Source extract:
___

As a student-athlete, you are under a microscope. Everything that is posted on your social media accounts is under scrutiny, much more so than the average student. The following articles were posted on NewWaveLax, The Gazette and ESPN.
The web of social media is vast, spanning the globe and connecting us all. It gives us unlimited access to world events, information, news, and whatever else we happen to be interested in at any particular moment. It’s a play-by-play of thoughts, ideas, and dialogue. It can be said that social media is its own internet, of sorts. But with the ability of total transparency comes the responsibility to make sure that what we put out there doesn’t come back to haunt us.
It has been said that “social media is like a gun. Smart people will use it as a useful tool, not so smart people will shoot themselves in the foot with it.” Sadly, too many high school administrators and college athletics recruiters can recount stories of these virtual foot injuries.
One of the more well-known stories stems from 2012, when Yuri Wright, a senior from Bosco Prep High School in Ramsey, N.J., who was sought after by all major college football conferences, was expelled from his high school and his scholarship offer from University of Michigan withdrawn over a series of sexually explicit and racially charged tweets. Sadly, Wright was not the first or the last high schooler to have his scholarship withdrawn due to poor behavior online. Sadder yet is the fact that even more athletes who have already received scholarships to play in college have their scholarships or playing privileges revoked mid-season for bad social media choices.

___

Materials provided:
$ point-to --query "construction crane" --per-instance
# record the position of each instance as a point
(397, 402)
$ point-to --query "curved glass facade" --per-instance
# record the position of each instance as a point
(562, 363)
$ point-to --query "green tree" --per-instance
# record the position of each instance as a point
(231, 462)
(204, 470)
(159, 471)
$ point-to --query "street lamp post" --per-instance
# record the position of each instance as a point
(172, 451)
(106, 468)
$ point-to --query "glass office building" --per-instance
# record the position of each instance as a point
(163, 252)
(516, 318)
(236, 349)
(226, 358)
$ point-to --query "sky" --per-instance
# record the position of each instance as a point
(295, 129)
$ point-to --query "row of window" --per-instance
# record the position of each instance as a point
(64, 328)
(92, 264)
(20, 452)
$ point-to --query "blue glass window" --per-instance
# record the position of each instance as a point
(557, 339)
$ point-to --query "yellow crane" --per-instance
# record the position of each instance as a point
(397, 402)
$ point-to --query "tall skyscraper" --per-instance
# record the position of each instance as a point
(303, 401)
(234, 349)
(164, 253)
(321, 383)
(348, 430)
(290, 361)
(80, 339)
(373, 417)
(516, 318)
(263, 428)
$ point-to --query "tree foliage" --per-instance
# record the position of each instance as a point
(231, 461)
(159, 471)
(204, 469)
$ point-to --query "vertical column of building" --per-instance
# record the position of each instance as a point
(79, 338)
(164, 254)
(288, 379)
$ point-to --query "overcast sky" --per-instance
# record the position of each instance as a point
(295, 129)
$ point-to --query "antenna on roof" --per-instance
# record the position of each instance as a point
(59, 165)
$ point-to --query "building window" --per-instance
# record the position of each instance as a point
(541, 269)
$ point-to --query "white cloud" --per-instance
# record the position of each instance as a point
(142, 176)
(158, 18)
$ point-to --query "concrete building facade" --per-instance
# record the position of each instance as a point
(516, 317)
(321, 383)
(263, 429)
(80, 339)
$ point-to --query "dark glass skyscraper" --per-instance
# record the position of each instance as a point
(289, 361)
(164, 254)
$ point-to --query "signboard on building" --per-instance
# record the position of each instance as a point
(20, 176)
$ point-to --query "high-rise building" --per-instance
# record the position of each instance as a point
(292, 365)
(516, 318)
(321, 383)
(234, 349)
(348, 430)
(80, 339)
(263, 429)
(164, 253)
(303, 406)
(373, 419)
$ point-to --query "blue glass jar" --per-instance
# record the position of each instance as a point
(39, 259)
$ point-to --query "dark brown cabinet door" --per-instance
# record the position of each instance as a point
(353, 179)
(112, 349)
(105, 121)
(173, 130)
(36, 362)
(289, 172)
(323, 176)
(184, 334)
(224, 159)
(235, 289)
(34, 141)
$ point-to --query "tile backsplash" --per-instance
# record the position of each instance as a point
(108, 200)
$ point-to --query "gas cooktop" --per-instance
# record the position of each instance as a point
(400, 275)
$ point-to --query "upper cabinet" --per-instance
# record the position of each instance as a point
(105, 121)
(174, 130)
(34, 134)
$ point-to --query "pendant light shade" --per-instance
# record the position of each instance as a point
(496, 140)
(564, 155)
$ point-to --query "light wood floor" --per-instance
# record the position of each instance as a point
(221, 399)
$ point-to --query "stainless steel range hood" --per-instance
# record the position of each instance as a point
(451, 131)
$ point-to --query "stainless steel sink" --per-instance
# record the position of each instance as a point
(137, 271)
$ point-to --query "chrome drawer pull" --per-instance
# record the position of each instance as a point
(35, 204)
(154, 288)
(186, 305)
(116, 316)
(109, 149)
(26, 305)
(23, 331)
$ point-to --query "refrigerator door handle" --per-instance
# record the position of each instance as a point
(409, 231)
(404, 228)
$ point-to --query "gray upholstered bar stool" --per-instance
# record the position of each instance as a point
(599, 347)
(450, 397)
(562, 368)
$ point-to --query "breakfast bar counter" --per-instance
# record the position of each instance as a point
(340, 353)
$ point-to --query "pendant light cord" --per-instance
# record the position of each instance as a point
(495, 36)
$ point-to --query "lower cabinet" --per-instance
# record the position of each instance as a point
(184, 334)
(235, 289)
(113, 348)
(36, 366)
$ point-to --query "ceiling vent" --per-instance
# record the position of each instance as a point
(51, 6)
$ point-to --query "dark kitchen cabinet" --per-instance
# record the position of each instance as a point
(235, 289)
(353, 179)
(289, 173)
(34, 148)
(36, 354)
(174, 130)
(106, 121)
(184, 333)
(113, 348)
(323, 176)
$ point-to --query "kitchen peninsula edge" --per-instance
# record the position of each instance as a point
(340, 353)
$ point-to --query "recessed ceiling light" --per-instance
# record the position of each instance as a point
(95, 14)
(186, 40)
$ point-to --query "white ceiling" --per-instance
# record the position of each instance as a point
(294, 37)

___

Required actions:
#1 Show every line of the records above that contains the string "steel".
#2 Continue the piece on student-athletes and social media, starting after its last sentence.

Answers:
#1
$ point-to --query "stainless steel range hood" --per-instance
$ point-to --query "stainless steel sink" --per-instance

#2
Social media is not to be played with.
Social media is not a toy. If used properly and effectively, it can be an asset for the student-athlete’s individual brand, their community, their team, their peers, their coaches, and the school they represent. Student-athletes have the ability to provide a positive example for other students by sending positive messages about their peers in other sports or activities at school. Remember that you are always representing someone, whether it’s yourself, your family, your school or your team. So act accordingly.
Nothing is private.
Some social media users realize they are functioning in a public space and some don’t. While many kids think they can delete a tweet or hide their Facebook profile, they don’t realize that content posted on the internet can potentially last forever. Content can be captured in screenshots, saved by other users, or remain floating in cyberspace. Tweets, Facebook statuses, Snapchats, or Instagram photos could end up being viewed by thousands of people if that one friend you thought you trusted decides that something you sent is “too good not to post”.
If you share it, you own it.
Freedom of speech does not equal freedom from consequences. This is something with which younger student-athletes struggle. They retweet a sour tweet from a friend and, before they know it, they can be caught in the middle of something gruesome. For example: the case of Ryan Spadola, now a wide receiver for the Detroit Lions. In 2011, Spadola was a top wide receiver at Lehigh University. Before an NCAA quarterfinal game, he retweeted “an inappropriate and repugnant racial reference.” Even though the tweet wasn’t Spadola’s, he was still suspended. Thinking twice about RTing that one thing you thought was funny? Good.
Every tweet says something about you.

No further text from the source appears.